Region annotation entries:
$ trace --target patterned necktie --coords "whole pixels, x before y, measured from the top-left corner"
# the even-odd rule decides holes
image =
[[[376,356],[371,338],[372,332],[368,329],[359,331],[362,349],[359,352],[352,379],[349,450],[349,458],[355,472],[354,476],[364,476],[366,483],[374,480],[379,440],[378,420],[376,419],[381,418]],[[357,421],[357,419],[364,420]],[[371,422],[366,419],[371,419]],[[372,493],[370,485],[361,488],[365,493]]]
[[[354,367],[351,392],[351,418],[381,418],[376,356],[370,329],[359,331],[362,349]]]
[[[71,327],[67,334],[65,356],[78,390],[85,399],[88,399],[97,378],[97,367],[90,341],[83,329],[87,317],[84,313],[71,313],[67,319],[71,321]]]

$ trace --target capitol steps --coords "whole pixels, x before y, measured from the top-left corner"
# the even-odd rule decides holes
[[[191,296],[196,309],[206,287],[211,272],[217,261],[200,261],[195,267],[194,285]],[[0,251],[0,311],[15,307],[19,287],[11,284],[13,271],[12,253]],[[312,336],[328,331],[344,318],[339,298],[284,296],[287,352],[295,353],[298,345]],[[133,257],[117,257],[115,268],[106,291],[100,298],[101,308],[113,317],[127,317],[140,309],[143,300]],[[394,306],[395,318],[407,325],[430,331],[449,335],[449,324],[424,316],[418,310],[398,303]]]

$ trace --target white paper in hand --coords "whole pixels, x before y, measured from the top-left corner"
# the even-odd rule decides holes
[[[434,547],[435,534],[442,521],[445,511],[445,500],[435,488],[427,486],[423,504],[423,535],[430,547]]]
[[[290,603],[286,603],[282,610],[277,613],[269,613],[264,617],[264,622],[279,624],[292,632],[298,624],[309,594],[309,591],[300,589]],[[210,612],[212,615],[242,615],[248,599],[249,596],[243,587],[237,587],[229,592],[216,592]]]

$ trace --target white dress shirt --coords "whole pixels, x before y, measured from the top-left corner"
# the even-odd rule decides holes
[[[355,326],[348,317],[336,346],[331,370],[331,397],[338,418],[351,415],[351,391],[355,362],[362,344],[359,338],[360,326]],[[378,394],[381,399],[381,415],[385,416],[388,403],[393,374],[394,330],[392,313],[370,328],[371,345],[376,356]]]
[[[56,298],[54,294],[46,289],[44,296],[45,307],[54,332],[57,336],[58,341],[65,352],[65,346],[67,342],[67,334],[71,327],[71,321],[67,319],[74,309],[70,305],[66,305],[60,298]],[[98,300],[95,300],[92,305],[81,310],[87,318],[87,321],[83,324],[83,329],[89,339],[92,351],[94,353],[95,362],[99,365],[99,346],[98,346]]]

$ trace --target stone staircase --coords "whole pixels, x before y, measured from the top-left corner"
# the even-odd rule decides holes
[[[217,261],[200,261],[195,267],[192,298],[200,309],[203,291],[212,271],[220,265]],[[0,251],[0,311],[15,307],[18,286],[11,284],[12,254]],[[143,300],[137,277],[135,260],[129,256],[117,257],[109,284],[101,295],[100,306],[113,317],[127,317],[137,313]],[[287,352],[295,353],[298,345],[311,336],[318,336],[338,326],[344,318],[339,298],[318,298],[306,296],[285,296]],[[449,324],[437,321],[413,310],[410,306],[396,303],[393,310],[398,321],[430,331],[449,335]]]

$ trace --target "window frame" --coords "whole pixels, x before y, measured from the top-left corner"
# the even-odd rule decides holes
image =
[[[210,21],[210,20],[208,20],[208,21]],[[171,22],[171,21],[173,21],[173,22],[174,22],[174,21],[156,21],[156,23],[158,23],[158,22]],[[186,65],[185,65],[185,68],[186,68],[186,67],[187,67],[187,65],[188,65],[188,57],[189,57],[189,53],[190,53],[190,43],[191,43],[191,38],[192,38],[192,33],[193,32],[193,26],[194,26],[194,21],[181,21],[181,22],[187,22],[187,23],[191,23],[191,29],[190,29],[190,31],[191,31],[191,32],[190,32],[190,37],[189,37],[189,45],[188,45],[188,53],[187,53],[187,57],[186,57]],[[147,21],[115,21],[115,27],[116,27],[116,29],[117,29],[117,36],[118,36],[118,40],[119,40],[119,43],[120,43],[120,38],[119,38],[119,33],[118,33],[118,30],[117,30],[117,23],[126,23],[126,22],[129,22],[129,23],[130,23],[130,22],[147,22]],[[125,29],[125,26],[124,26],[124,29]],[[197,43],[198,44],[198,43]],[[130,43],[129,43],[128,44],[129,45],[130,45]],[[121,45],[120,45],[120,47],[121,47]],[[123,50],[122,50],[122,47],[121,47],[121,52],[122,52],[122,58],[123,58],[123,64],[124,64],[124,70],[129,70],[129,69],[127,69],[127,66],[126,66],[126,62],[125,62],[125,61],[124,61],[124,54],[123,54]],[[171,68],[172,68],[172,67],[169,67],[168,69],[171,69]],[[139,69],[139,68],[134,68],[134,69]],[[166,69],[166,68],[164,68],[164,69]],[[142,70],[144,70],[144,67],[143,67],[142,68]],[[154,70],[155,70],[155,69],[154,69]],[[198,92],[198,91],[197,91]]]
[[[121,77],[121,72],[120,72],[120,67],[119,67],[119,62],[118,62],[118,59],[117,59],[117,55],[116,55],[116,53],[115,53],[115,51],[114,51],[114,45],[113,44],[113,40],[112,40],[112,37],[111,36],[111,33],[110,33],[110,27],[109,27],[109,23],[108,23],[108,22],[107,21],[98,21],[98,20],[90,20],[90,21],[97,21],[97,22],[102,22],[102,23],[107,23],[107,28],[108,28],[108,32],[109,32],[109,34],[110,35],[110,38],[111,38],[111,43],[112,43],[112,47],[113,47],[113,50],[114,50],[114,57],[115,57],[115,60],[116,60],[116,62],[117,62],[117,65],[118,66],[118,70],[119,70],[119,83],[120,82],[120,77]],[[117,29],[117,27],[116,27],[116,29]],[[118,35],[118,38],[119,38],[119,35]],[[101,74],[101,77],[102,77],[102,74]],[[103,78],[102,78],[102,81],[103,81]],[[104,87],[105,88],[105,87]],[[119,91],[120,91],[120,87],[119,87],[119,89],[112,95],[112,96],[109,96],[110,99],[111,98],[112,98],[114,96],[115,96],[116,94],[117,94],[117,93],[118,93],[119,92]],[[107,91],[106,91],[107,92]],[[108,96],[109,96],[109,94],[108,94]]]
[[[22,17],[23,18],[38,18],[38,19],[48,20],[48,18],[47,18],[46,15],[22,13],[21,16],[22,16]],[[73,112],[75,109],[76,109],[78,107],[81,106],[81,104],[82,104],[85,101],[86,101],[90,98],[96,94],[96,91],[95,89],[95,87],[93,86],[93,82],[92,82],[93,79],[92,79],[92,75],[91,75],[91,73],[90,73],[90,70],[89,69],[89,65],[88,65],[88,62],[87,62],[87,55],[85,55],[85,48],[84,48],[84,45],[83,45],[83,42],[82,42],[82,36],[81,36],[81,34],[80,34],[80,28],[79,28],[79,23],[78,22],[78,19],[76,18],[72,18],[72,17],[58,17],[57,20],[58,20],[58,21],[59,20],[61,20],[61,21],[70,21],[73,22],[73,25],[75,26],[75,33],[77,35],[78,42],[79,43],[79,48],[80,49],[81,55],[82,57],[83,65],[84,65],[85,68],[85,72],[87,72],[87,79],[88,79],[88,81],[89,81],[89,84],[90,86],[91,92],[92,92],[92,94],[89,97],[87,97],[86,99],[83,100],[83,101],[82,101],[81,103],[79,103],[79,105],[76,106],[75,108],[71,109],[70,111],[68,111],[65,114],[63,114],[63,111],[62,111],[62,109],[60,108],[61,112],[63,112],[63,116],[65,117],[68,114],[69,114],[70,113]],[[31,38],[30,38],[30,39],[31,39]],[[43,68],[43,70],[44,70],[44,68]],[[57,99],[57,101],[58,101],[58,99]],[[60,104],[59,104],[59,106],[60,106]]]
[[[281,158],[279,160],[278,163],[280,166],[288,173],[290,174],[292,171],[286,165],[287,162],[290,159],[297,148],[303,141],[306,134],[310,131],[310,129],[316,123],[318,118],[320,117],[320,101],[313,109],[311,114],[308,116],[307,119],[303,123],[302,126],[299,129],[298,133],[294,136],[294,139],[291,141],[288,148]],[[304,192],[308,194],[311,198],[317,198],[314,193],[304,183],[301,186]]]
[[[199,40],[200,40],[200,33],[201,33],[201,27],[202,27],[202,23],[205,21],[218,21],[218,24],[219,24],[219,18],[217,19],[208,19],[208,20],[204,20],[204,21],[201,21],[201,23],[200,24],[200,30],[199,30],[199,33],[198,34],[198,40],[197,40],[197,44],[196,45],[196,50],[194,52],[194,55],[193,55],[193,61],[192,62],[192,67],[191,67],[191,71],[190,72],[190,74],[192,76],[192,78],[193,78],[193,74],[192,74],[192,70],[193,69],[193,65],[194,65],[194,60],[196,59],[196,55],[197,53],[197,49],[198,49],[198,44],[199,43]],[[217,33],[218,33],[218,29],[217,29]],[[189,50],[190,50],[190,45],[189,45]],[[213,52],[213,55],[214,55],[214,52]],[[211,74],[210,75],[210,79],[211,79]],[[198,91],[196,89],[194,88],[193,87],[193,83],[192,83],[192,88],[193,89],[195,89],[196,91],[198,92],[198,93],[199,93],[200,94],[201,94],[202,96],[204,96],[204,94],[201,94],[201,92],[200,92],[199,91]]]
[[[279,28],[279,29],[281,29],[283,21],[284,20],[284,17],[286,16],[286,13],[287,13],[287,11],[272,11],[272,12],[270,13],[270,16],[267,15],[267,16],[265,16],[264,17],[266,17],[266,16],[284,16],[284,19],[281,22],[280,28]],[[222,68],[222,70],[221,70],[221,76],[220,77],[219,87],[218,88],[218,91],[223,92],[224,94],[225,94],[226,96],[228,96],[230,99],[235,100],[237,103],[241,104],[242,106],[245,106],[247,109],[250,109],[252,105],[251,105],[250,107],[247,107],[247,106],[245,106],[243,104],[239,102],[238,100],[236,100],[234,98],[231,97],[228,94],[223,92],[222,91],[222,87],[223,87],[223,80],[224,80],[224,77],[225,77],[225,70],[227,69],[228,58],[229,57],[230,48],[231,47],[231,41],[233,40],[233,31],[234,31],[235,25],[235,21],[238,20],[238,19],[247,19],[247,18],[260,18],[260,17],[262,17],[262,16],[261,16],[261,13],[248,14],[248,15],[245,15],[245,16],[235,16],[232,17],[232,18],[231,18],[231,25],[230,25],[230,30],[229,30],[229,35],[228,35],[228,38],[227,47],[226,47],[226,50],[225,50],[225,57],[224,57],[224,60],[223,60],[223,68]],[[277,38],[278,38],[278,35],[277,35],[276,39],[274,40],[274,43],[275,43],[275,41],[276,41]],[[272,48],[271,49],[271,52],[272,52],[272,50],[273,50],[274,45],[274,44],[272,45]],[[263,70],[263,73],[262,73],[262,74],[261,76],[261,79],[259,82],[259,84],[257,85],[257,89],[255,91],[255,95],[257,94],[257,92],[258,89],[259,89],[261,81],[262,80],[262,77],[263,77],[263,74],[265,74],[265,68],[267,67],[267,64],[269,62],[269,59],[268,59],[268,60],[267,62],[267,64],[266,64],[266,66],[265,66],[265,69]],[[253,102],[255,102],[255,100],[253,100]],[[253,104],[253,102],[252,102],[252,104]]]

TASK DESCRIPTION | Pull out every line in the entries above that contains the string "trace", treating uppercase and lowercase letters as distinct.

SOLUTION BELOW |
$ trace --target patterned necktie --coords "whole pixels, x before y, measured from the top-left corner"
$ trace --target capitol steps --coords "whole pixels, x before y, measured from the top-left corner"
$ trace --target white paper in hand --coords "whole pixels, x before y, measured from the top-left corner"
$ trace --target white dress shirt --coords "whole pixels, x before y, measured from the top-left corner"
$ trace --target stone staircase --coords "whole pixels, x before y, measured from the top-left corner"
$ trace --target "window frame" --coords "whole pixels, x before y, measured from the top-left corner"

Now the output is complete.